◆ **Compito scritto a**
Estrai dalle voci ogni riga che contiene la parola "cloud", tenendo conto della distinzione tra maiuscole e minuscole.

==== Brano scelto ====

Ricordo che quando avevo intorno ai 17~18 anni e notai che gli adulti mi davano sempre più spesso del "lei" anzichè del "tu", mi resi conto di essere (finalmente) diventato anche io adulto a tutti gli effetti e di essere (finalmente) riconosciuto come tale. Era una sensazione molto bella, che gratificava parecchio la mia autostima e mi faceva sentire non più adolescente, ma
unus inter pares nella società.
La forma allocutiva di cortesia con cui gli altri si rivolgevano a me era indice di quel rispetto che si accorda alle persone che non si conoscono e con le quali non c'è la confidenza necessaria per passare al "tu", che tuttavia si usa comunemente con bambini e adolescenti anche sconosciuti.
Sfortunatamente per loro, a due categorie di persone la possibilità di sentirsi
inter pares non già entrando nell'età adulta, ma in assoluto, è del tutto preclusa: mi riferisco ai disabili e agli stranieri, da sempre figli di un dio minore.
Chi mi legge, trovandosi in coda in un ufficio postale, all'USL, all'anagrafe, in banca, in un qualsiasi negozio o dovunque ci sia da aspettare il proprio turno, avrà senz'altro notato che raramente gl'impiegati, gli esercenti e i funzionari si rivolgono a disabili e stranieri con il "lei": evidentemente, ai loro occhi disabili e stranieri non sono dei pari a cui rivolgersi con il dovuto rispetto e nemmeno dei cittadini che con le tasse pagano il loro stipendio, ma restano sempre degl'inferiori a cui possono dare tranquillamente del "tu" senza che il Super-Io li faccia sentire quelle persone irrispettose e maleducate che in realtà sono.
Prestando attenzione a queste situazioni, ho notato che ci si rivolge con il "tu" a stranieri e disabili anche quando questi danno del "lei" a coloro che stanno dall'altra parte del bancone o dello sportello, i quali dal canto loro danno tranquillamente del "tu" anche a stranieri e disabili visibilmente assai più adulti senza avere il benchè minimo dubbio sulla inopportunità del loro atteggiamento.
Qualche distinzione fra i disabili viene però fatta: a un adulto con una mutilazione o su una sedia a ruote, così come a un cieco, si dà del "lei", mentre invece un sordomuto che ha difficoltà ad articolare le parole, uno spastico che si muove a scatti o chi è affetto da Trisomia 21 anche in forma lieve, è condannato a un'eterna fanciullezza che non prevede mai il diritto al rispetto suggellato dal "lei", neppure se hanno 60 anni e chi gli si rivolge ne ha la metà o anche meno.
Per la verità qualche distinzione si fa anche per gli stranieri: se sono
turisti, danarosi e occidentali o giapponesi vengono serviti e riveriti, mentre se vivono in
Italia, ci lavorano e vengono da Paesi classificati come sottosviluppati, la vulgata li vuole miserabili e come tali vengono trattati. Ci si stupisce
quando si scopre che hanno una carta di credito o una macchina più
grande di un'utilitaria e che che non sia vecchia di almeno 8 o 9 anni. In tal caso il retropensiero è: un immigrato extracomunitario non può avere tanti soldi e, se li ha, di sicuro non può averli guadagnati onestamente; costui è uno che delinque.

==== Dati forniti ====

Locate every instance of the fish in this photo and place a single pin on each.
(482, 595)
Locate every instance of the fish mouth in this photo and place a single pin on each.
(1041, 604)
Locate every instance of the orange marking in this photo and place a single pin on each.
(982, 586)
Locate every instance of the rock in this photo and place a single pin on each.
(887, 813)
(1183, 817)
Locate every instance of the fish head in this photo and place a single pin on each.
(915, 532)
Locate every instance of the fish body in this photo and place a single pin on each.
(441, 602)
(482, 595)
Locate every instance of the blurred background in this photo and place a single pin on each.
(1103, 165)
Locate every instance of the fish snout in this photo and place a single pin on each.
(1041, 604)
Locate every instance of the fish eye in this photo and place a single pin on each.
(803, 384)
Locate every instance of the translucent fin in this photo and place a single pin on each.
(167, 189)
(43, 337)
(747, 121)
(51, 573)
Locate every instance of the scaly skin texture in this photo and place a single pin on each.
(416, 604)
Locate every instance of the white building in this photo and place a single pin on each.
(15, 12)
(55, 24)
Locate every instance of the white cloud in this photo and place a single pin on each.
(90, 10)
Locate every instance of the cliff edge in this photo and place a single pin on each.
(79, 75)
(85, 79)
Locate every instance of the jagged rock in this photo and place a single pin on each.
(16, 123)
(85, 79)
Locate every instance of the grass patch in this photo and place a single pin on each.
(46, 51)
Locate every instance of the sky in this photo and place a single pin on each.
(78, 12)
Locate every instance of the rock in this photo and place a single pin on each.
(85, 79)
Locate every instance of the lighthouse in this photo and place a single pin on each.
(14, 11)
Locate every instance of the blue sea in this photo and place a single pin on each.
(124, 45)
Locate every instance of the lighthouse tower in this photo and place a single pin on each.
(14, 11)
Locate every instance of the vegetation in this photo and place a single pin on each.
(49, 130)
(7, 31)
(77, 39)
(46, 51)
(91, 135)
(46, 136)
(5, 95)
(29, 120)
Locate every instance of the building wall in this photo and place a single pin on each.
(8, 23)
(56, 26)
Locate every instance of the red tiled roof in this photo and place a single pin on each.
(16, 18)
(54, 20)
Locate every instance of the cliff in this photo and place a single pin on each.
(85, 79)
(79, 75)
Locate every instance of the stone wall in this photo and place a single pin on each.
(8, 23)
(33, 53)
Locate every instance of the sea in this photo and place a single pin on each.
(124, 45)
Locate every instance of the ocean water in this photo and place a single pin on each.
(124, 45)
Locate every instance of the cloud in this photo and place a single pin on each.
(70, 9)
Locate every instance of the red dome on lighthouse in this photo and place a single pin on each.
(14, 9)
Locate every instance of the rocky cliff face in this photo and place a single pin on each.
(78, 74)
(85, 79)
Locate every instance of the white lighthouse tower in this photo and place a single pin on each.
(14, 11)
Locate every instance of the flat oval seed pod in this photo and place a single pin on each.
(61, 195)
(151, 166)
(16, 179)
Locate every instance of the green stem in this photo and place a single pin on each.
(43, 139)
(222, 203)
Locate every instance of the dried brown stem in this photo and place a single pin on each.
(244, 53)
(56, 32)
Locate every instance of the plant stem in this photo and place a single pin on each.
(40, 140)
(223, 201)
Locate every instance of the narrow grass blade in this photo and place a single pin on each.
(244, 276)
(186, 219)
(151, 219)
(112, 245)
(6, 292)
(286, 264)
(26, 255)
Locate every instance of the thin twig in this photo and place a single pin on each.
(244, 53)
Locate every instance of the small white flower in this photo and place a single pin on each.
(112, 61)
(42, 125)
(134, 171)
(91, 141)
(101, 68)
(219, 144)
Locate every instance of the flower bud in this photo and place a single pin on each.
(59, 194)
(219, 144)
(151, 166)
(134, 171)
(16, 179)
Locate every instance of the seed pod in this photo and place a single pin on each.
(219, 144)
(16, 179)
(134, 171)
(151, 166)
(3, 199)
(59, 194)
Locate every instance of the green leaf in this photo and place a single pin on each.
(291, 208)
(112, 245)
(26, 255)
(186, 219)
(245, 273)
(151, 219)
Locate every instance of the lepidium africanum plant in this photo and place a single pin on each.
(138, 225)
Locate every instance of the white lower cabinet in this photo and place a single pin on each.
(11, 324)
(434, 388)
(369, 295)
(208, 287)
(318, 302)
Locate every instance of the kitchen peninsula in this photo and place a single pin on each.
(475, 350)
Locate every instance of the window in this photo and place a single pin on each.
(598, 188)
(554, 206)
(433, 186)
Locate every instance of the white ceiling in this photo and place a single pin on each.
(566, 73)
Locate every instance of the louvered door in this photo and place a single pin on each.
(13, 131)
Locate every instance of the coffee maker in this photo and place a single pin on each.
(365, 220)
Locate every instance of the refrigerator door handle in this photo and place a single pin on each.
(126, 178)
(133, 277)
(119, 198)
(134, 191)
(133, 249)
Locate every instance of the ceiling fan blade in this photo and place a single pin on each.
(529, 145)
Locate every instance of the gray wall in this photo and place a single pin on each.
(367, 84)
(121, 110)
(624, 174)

====

◆ **Compito scritto b**
Nel brano sull'uso del "lei", a quali due categorie di persone è del tutto preclusa la possibilità di sentirsi inter pares?

◆ **Risposta svolta a**
Locate every instance of the white cloud in this photo and place a single pin on each.
Locate every instance of the cloud in this photo and place a single pin on each.

◆ **Risposta svolta b**
Ai disabili e agli stranieri.